[Stored items from a collection]
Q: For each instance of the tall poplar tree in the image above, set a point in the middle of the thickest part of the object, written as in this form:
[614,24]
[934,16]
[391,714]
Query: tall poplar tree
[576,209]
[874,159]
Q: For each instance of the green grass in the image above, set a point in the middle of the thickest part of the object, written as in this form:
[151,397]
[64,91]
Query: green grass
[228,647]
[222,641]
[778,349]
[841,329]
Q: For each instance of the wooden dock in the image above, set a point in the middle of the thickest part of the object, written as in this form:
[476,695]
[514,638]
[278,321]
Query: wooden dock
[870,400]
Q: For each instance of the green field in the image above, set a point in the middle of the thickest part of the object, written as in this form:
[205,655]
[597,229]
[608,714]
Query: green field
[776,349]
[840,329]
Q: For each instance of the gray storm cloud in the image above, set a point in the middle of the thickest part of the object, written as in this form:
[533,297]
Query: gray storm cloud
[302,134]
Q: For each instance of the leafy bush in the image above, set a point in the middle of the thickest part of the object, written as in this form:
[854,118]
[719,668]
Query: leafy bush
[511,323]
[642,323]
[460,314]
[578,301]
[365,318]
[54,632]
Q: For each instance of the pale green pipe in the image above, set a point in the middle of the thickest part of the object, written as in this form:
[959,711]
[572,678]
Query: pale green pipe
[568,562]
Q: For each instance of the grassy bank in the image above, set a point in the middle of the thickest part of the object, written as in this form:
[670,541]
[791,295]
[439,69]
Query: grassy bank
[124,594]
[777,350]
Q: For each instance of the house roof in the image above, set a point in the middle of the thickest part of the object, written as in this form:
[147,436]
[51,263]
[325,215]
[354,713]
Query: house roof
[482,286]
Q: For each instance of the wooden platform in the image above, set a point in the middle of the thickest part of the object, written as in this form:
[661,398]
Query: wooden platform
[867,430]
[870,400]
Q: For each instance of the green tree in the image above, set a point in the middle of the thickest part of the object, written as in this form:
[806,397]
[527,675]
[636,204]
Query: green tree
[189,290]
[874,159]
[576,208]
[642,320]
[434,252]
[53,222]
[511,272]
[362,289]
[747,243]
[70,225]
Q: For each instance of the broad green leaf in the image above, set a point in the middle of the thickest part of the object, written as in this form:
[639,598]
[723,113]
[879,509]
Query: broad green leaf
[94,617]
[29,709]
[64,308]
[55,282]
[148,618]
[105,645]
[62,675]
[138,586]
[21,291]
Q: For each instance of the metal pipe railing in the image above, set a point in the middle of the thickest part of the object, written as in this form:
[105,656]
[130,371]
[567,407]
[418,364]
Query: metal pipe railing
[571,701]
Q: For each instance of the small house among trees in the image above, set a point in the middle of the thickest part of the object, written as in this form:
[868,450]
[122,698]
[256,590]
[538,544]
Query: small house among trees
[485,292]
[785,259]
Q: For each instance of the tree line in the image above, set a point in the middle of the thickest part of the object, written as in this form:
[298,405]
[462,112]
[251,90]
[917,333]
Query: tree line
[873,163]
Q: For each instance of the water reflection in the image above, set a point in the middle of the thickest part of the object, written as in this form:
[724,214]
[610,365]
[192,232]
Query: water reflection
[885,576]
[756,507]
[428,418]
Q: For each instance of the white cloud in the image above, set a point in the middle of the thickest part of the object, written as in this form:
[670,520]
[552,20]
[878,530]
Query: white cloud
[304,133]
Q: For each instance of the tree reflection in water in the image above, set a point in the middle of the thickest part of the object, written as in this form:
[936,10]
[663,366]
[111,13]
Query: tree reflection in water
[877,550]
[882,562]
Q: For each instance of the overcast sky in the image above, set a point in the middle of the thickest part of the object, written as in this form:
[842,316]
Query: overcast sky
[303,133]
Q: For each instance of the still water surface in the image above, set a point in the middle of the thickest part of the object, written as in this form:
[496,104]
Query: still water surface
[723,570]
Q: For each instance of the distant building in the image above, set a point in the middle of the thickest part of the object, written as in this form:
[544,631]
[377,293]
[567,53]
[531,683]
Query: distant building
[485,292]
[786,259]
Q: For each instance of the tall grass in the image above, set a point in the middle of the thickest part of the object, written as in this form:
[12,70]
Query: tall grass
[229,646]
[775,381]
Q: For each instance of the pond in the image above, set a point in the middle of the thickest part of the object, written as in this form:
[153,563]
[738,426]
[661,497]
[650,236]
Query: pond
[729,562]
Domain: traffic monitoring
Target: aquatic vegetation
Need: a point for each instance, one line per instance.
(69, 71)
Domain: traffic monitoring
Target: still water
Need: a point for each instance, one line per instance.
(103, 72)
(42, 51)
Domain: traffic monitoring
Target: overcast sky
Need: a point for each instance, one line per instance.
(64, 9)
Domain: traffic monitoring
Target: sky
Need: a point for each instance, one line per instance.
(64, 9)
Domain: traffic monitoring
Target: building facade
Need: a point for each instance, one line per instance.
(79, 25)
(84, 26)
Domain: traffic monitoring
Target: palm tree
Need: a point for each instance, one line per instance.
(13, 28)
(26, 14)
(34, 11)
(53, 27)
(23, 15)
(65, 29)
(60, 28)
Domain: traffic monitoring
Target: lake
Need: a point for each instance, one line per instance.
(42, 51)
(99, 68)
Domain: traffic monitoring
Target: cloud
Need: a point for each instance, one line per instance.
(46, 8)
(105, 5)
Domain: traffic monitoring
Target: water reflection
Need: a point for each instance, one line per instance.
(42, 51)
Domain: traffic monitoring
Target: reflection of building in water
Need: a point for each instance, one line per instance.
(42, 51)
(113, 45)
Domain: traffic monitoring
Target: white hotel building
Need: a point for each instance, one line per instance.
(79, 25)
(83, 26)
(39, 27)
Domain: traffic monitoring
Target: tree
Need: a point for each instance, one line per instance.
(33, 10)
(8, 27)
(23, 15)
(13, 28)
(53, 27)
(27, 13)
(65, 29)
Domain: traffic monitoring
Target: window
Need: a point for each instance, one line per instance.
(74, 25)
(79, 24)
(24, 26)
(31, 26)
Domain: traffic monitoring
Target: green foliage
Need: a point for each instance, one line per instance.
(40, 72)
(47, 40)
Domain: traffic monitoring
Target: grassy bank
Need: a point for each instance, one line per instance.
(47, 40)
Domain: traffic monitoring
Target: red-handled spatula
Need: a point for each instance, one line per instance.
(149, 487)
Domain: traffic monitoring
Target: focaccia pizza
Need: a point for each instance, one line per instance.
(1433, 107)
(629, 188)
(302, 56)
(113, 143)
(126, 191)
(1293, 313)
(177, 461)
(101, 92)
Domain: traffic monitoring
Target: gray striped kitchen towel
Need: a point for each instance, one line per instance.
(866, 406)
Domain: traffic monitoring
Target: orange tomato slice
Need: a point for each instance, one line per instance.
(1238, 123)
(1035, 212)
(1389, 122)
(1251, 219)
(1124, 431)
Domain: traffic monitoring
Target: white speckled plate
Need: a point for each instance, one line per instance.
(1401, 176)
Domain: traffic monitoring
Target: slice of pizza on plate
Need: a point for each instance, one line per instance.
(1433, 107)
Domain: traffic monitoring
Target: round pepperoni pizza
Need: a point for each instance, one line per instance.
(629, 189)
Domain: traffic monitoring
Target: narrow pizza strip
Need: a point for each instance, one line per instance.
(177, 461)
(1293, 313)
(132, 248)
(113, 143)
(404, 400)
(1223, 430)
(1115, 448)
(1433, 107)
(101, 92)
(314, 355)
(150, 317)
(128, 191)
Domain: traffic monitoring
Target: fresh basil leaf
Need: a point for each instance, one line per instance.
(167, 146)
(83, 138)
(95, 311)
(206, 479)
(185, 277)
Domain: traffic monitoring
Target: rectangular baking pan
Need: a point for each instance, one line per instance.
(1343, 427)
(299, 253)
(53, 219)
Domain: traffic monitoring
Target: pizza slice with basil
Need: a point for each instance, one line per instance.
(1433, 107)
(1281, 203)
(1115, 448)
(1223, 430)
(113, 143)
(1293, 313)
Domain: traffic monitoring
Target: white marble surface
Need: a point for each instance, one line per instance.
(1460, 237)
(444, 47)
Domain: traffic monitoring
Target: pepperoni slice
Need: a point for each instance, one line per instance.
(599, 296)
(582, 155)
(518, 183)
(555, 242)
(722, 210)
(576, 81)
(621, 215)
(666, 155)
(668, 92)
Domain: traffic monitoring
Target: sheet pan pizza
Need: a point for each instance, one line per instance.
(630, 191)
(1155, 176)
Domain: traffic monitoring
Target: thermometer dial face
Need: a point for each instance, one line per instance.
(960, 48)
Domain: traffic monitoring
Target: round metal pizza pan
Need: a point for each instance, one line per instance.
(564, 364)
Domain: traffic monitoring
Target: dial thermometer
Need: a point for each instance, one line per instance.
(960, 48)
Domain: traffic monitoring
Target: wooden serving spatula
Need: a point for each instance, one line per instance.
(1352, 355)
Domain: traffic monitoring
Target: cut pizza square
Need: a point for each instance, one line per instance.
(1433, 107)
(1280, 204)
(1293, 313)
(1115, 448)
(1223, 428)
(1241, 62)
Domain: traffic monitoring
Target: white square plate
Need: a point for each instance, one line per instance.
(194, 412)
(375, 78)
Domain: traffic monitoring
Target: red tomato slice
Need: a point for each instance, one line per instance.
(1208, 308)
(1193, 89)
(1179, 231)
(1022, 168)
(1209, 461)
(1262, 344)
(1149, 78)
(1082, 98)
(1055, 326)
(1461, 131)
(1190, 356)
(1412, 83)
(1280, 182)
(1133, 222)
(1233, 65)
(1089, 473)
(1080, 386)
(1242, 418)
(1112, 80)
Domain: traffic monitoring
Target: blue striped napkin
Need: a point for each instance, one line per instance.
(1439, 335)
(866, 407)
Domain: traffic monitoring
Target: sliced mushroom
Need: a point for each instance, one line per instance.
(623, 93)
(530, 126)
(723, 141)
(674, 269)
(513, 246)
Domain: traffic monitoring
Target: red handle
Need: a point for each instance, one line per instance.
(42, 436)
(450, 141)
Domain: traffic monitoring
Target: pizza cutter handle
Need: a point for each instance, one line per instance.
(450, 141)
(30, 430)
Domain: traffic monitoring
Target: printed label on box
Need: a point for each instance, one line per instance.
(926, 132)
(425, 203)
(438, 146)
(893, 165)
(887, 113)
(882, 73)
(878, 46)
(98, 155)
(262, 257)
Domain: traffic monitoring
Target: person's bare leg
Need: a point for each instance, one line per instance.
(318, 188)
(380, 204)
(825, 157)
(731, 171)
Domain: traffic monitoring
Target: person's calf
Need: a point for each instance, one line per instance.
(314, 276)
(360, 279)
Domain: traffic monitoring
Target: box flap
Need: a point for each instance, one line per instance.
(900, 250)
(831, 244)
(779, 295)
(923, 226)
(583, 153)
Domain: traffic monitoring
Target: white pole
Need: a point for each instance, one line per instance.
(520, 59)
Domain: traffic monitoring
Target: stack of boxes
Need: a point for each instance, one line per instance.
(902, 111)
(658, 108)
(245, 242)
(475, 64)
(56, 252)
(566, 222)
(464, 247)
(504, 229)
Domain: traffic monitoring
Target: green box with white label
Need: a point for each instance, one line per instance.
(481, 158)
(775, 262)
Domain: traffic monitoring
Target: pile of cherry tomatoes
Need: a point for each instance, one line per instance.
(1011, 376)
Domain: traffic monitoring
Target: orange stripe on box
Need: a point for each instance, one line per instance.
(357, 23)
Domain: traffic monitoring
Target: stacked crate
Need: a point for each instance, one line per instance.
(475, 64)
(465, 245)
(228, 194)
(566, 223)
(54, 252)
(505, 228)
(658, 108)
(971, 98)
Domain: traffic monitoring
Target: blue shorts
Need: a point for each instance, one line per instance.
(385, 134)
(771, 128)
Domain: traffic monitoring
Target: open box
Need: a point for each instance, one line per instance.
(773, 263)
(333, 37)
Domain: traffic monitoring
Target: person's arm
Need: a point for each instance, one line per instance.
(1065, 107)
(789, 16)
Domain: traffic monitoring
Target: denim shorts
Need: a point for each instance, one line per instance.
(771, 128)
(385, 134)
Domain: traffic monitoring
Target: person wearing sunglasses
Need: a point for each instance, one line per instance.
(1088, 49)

## Task directions
Go through the entries above and copy each line holding the string "spatula".

## Answer box
Target: red-handled spatula
Target: wooden serving spatula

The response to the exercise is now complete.